__Records shown__:
BEGIN

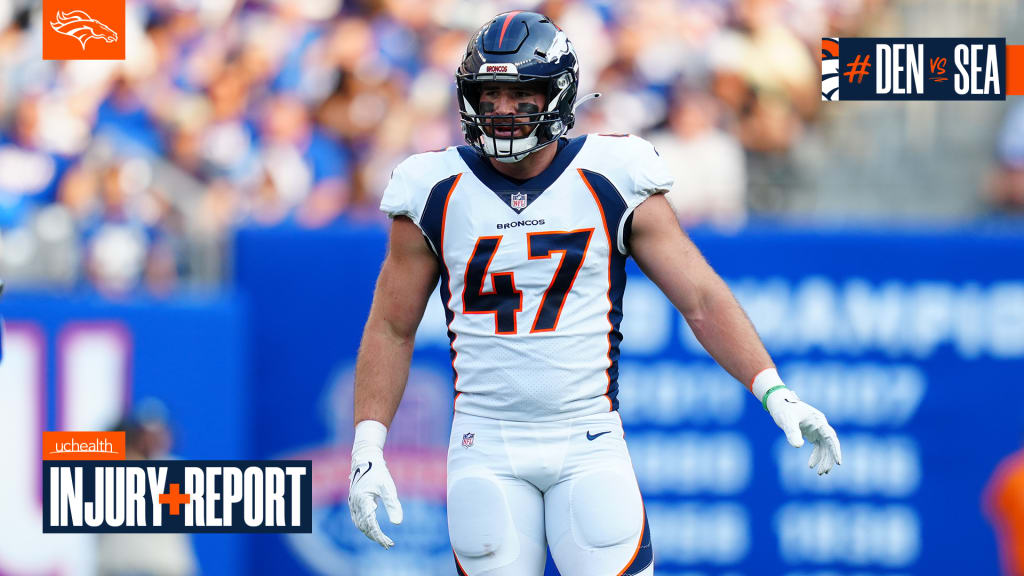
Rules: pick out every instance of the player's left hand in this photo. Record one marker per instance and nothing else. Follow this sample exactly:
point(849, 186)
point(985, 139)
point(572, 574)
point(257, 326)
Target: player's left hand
point(799, 420)
point(371, 483)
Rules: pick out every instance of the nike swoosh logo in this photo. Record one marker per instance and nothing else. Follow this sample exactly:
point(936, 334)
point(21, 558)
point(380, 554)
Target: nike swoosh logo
point(356, 476)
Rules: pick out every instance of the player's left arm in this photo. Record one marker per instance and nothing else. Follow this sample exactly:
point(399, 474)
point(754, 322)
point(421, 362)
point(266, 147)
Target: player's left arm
point(670, 259)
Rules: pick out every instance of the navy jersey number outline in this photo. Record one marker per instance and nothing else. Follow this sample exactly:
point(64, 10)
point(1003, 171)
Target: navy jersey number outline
point(504, 300)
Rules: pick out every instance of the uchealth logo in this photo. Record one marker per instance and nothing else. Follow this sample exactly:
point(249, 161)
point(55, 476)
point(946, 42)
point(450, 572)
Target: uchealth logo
point(83, 446)
point(88, 486)
point(83, 30)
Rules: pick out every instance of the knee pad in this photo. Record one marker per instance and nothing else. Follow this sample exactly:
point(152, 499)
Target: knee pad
point(605, 508)
point(478, 519)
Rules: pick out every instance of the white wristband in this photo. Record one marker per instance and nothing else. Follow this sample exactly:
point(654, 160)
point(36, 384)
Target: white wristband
point(369, 434)
point(764, 381)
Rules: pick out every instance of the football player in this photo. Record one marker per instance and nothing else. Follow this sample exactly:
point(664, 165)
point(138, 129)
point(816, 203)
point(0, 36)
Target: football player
point(527, 233)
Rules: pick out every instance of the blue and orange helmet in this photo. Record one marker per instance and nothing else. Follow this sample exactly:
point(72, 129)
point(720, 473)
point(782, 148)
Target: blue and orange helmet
point(523, 47)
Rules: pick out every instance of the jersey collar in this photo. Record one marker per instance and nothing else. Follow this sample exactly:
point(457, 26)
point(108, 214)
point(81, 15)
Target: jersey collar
point(510, 191)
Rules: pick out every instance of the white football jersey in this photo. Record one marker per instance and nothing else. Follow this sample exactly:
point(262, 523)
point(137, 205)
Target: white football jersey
point(532, 273)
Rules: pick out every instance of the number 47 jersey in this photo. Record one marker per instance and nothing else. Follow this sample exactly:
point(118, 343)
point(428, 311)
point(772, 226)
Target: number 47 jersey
point(532, 273)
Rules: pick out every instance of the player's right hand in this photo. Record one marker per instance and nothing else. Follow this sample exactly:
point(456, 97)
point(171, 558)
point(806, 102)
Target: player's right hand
point(371, 482)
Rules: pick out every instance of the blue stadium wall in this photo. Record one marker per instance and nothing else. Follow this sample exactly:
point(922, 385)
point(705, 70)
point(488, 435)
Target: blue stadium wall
point(910, 339)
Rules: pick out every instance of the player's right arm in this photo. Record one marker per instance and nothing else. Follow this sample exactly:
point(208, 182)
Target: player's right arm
point(408, 277)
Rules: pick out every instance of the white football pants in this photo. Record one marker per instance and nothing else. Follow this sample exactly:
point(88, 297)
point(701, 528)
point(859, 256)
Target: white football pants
point(516, 488)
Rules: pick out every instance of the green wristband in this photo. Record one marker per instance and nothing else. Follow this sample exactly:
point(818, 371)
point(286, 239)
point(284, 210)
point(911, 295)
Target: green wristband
point(764, 401)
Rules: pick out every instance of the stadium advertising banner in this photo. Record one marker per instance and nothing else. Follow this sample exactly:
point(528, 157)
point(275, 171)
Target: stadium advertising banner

END

__Your assignment__: Every line of the listing that includes "banner" must be shown.

__Solved exercise__:
Rules: pick out every instance of the stadium advertising banner in this photo. Record one marker per instance and nothing else. Follow this sample exactly:
Target: stadium advertising banner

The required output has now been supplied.